Set the entries down again exactly; none may be skipped.

═══ Provided records ═══

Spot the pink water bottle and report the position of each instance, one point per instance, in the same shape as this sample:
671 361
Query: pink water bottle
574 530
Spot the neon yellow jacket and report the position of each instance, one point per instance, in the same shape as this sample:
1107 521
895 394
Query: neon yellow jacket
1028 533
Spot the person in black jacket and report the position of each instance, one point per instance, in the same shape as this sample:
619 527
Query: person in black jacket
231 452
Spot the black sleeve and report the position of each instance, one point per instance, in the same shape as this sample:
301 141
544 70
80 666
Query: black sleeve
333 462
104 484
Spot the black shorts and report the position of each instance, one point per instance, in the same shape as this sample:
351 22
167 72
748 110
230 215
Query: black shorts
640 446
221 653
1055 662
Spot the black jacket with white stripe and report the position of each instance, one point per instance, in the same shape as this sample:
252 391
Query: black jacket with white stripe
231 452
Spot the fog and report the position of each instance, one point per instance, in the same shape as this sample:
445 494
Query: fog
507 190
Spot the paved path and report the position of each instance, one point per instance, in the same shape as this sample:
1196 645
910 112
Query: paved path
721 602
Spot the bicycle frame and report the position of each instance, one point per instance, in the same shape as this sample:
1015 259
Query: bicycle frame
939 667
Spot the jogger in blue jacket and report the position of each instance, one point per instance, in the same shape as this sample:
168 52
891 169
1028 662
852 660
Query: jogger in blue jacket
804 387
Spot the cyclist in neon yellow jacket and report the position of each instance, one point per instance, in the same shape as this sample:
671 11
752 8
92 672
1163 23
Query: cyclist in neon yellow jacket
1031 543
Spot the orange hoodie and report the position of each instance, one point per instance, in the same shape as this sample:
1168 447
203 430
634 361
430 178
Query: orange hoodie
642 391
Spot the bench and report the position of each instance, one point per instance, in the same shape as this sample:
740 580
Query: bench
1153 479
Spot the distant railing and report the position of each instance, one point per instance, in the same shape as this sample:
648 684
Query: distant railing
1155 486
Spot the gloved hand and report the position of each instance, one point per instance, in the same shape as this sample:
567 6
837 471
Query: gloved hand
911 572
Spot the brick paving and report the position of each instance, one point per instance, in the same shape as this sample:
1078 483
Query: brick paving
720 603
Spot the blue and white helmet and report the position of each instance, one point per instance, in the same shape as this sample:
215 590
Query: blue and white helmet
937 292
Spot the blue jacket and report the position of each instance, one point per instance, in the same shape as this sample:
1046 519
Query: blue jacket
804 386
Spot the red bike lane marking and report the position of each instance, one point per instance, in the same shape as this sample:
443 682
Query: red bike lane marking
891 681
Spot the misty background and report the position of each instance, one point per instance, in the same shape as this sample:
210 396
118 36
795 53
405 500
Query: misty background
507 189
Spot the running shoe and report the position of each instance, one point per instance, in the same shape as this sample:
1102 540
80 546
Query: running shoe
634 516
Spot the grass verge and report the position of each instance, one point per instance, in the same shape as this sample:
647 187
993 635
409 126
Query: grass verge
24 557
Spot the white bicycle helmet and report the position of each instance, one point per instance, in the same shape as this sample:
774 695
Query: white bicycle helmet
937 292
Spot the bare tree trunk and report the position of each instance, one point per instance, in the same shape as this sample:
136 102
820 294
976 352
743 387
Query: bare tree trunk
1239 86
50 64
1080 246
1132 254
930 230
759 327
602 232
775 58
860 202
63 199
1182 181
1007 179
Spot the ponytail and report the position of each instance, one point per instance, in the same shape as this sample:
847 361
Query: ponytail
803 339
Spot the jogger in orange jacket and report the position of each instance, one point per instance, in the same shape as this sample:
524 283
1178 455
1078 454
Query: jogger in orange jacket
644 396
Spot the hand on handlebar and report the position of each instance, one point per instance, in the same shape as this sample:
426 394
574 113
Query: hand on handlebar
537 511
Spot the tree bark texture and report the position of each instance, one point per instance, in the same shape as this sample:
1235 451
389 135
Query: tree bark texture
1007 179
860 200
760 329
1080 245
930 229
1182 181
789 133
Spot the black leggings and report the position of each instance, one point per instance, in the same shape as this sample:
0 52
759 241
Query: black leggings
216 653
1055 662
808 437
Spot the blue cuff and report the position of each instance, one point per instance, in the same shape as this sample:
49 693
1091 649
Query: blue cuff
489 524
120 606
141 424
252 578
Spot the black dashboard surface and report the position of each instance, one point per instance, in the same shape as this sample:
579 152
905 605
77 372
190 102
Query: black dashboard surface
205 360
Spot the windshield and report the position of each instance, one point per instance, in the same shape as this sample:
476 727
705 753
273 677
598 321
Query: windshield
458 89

═══

- Written solution -
Spot the pink water bottle and report the position of each instance, one point per instance, in the same shape as this sample:
671 361
Query: pink water bottle
574 530
Spot the neon yellow jacket and report the position of each instance, one point per instance, in the same shape as this sample:
1107 521
895 394
Query: neon yellow jacket
1028 533
Spot the person in black jacket and report the position of each instance, one point per instance, in the same shape as this sample:
619 527
Query: person in black jacket
231 452
Spot the black sleeve and report the position of each instance, one point per instance, in the same shape as this sample:
301 141
544 70
80 666
Query: black sleeve
333 462
104 484
Spot the black shorts and report the position of each instance, one point per instance, in the same shape as this sample:
351 22
167 72
748 110
230 215
Query: black shorts
640 446
221 653
1055 662
Spot the black jacket with white stripe and report the position of each instance, one point per instance, in the same shape as this sample:
252 391
Query: black jacket with white stripe
231 452
Spot the fog and report the position of each instance, one point per instance, in the same shape as this sample:
445 494
Query: fog
507 190
Spot the paved path and report the position of each instance, one point per instance, in the same shape as this sample:
1196 645
910 112
Query: paved path
721 602
Spot the bicycle frame and report the position of each instance, one point per instance, in the same shape as this sample:
1015 259
Query: bicycle frame
939 667
Spot the jogger in blue jacket and report the position of each instance, one point per instance, in the same shape as this sample:
168 52
891 169
1028 662
852 660
Query: jogger in blue jacket
804 387
Spot the cyclist in neon yellow jacket and report the position of each instance, one point per instance, in the same shape as this sample:
671 11
752 8
92 672
1163 23
Query: cyclist in neon yellow jacket
1031 543
Spot the orange hoodie and report the position of each instance, one point per instance, in the same shape as this sample:
1168 447
203 430
634 361
430 178
Query: orange hoodie
642 391
Spot the bench and report the position of each instance, one point per instance, in the same shape as this sample:
740 580
Query: bench
1153 479
Spot the distant railing and report the position of each instance, one point per instance, in the same shape as this sample:
648 684
Query: distant railing
1155 486
Spot the gloved hand and report the position of each instance, one point per instance, in the same shape as this sample:
567 6
837 471
Query: gloved hand
911 572
Spot the brick paving and report the position of each instance, one point per instance, in the same shape as this sample:
1078 483
Query: brick paving
720 603
Spot the blue and white helmet and report the position of each instance, one point per instance, in the same shape as this sample:
215 590
Query: blue and white helmet
937 292
Spot the blue jacket and report the position of each instance, one point per instance, in the same shape as this sample:
1046 519
Query: blue jacket
804 386
Spot the red bike lane marking and report the position of each instance, one point per instance, in the same shape as this sample:
443 682
Query: red bike lane marking
891 681
Spot the misty background and report the position of each instance, one point per instance, in the same shape as this sample:
210 396
118 36
795 53
405 500
Query: misty background
507 189
Spot the running shoe and report the position of each instance, one point per instance, in the same shape as this sample:
1102 540
80 546
Query: running shoe
634 516
Spot the grass verge and report the position of each instance, one point per instance, in the same shape as this sample:
647 187
993 635
409 126
Query: grass verge
24 557
Spot the white bicycle helmet and report the position of each instance, one point per instance, in the same shape as this sample:
774 695
Query: white bicycle helmet
937 292
Spot the bare tree trunk and report the position of each instance, one point per instance, in the same shape as this sample:
136 102
820 294
976 352
743 387
Query: bare tree trunk
1239 86
50 64
1080 246
1132 254
930 230
759 327
602 232
775 58
860 202
63 199
1182 181
1007 179
Spot the ponytail and report the position of each instance, one point per instance, in the same shape as this sample:
847 361
Query: ponytail
803 339
Spot the jogger in orange jacket and report the position of each instance, one point per instance, in the same shape as this sample:
524 283
1178 455
1078 454
Query: jogger in orange jacket
644 396
Spot the hand on handlebar and report the position of each instance, one point per instance, in the same shape as this sample:
426 394
574 113
Query: hand on handlebar
537 511
Spot the tree bark texture and report the position of each instance, one point per instance, in the same shape as this sample:
1235 451
389 135
Query: tree bark texture
1007 179
860 200
760 329
1080 245
930 229
1182 181
789 133
Spot the black leggings and report the position of each instance, one point per instance, in the same shape as this sample:
0 52
759 241
Query: black leggings
216 653
1055 662
808 437
Spot the blue cuff and report the position of each instance, one point per instance, in the same shape as this sample:
49 693
1091 649
Query: blue cuff
489 524
120 606
141 424
252 578
Spot the black dashboard surface and report the position of each instance, one point per instance, in the same shape as this sample:
579 152
905 605
77 372
190 102
Query: black dashboard surface
205 360
Spot the windshield and report the position of each instance, one point per instance, in the same shape as this sample:
476 727
705 753
273 677
598 321
Query: windshield
458 89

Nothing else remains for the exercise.